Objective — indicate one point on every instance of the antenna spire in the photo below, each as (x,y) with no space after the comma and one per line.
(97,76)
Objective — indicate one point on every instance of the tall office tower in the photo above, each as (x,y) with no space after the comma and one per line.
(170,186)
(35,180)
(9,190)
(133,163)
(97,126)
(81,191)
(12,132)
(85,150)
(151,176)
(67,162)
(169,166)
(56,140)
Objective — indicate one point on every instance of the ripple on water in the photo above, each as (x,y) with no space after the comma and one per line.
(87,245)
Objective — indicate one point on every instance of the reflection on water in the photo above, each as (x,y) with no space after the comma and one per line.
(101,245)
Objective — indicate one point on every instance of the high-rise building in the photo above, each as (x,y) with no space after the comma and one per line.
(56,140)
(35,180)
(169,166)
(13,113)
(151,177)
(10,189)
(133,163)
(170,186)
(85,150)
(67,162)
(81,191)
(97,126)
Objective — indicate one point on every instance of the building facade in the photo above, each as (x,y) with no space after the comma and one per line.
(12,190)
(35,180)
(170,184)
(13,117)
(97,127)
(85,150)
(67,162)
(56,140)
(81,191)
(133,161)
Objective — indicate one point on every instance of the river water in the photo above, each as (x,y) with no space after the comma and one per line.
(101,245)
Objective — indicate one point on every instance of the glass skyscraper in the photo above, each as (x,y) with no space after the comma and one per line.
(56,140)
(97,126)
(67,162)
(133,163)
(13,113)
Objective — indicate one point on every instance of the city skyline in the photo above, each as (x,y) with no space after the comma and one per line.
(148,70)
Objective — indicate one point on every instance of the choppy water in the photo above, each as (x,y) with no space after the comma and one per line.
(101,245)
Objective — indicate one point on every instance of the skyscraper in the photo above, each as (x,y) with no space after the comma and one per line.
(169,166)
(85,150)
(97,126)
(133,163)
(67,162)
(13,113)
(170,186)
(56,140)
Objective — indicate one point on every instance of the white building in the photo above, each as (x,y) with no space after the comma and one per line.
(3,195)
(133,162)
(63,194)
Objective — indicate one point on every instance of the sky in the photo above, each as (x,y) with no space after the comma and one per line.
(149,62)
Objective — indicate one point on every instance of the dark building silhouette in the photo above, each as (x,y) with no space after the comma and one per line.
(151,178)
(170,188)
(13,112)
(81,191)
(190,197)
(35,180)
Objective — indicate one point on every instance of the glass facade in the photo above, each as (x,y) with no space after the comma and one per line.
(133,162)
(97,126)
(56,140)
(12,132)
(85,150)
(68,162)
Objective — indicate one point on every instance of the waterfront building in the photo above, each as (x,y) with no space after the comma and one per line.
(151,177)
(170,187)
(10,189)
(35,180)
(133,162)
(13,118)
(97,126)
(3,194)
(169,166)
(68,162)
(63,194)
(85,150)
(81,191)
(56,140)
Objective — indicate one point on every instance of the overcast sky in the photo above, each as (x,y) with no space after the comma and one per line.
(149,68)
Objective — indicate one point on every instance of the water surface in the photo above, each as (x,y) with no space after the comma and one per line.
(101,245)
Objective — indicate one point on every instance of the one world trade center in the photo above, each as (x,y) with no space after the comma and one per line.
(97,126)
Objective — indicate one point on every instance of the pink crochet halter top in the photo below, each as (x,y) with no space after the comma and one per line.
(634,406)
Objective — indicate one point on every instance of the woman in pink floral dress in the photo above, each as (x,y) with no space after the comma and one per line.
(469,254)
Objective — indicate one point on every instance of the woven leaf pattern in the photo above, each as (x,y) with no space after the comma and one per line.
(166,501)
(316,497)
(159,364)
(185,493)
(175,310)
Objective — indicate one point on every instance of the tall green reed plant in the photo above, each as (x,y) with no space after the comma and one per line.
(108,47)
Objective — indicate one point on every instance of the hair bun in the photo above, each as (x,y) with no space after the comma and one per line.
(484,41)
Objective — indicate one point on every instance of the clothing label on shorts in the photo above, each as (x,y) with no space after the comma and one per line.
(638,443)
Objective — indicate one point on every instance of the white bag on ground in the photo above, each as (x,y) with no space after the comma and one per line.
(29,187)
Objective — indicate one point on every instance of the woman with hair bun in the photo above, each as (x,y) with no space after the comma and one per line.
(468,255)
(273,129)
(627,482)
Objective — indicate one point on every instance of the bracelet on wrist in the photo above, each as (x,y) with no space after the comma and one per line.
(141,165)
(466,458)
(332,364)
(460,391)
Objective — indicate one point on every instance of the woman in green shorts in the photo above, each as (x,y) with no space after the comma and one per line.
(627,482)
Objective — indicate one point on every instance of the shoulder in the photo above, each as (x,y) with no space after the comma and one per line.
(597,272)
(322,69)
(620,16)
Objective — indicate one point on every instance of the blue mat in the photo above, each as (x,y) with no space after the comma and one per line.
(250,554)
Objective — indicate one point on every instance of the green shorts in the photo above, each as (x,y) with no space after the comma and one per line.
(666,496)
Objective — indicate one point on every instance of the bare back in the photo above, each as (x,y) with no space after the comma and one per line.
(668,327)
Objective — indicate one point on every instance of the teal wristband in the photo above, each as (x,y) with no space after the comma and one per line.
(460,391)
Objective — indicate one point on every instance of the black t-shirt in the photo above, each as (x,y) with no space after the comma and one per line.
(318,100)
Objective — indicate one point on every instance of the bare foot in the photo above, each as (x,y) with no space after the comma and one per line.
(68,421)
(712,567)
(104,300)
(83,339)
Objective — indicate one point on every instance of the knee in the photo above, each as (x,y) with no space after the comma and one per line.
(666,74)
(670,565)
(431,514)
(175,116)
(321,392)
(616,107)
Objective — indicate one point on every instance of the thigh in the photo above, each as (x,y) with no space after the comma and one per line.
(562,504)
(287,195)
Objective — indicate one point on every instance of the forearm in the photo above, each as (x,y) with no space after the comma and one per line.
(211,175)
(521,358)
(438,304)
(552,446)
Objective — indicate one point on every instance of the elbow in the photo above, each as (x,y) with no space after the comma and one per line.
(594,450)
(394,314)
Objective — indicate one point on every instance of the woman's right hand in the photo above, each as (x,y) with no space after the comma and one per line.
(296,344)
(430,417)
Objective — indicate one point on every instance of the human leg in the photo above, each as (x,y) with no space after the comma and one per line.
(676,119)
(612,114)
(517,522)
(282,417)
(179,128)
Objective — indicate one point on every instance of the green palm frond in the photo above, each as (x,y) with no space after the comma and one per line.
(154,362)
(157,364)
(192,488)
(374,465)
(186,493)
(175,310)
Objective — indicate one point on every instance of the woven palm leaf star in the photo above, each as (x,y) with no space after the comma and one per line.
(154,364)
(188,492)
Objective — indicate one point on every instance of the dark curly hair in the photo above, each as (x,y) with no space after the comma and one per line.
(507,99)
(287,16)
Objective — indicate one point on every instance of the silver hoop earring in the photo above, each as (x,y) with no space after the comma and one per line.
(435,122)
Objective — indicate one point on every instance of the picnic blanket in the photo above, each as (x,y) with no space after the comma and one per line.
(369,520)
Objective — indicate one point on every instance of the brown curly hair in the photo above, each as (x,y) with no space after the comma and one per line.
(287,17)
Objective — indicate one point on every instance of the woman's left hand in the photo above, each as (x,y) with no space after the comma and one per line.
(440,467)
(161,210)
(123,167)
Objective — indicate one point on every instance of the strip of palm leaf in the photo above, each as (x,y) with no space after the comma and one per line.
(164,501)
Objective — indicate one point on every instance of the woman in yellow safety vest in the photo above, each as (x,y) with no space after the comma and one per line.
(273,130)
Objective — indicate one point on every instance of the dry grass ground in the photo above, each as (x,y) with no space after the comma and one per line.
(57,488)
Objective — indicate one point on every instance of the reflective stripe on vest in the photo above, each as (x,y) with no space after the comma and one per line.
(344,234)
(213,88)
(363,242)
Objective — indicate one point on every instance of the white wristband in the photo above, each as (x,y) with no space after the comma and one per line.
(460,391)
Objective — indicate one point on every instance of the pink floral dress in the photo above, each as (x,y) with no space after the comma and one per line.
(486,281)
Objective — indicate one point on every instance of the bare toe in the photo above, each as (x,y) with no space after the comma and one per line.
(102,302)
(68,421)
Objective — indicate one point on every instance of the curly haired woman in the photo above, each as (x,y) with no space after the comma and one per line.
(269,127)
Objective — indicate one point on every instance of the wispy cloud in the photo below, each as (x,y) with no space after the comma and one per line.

------------------------------------------------

:: PROBLEM DESCRIPTION ::
Can you give the lines from the one containing "Objective — indicate one point on every instance of the dry" through the last line above, both included, as a JSON list of strings with one string per line and no blank lines?

:: EXERCISE RESPONSE ::
[
  "Objective — indicate one point on every instance of the dry grass ground in the photo above, each as (x,y) with no space after the comma and one per line.",
  "(57,488)",
  "Objective — indicate one point on every instance of the reflective stripe on vest in the photo above, each as (x,y) with no space after the comma and one per line.",
  "(344,234)",
  "(213,88)",
  "(363,242)",
  "Objective — indicate one point on every instance of the white wristband in the photo above, each as (x,y) with no space after the comma and one per line.",
  "(460,391)",
  "Objective — indicate one point on every instance of the pink floral dress in the photo above, each as (x,y) with no space after the comma and one per line.",
  "(486,281)",
  "Objective — indicate one point on every instance of the bare toe in the photo above, each as (x,y) with no space after the comma and one per line.",
  "(102,302)",
  "(68,421)",
  "Objective — indicate one point on every instance of the curly haired woman in the photo above, each as (x,y) with no space after the comma and one per line.",
  "(269,127)",
  "Objective — indicate one point on every instance of the wispy cloud in the photo below, each as (x,y) with no space after the comma and one per line."
]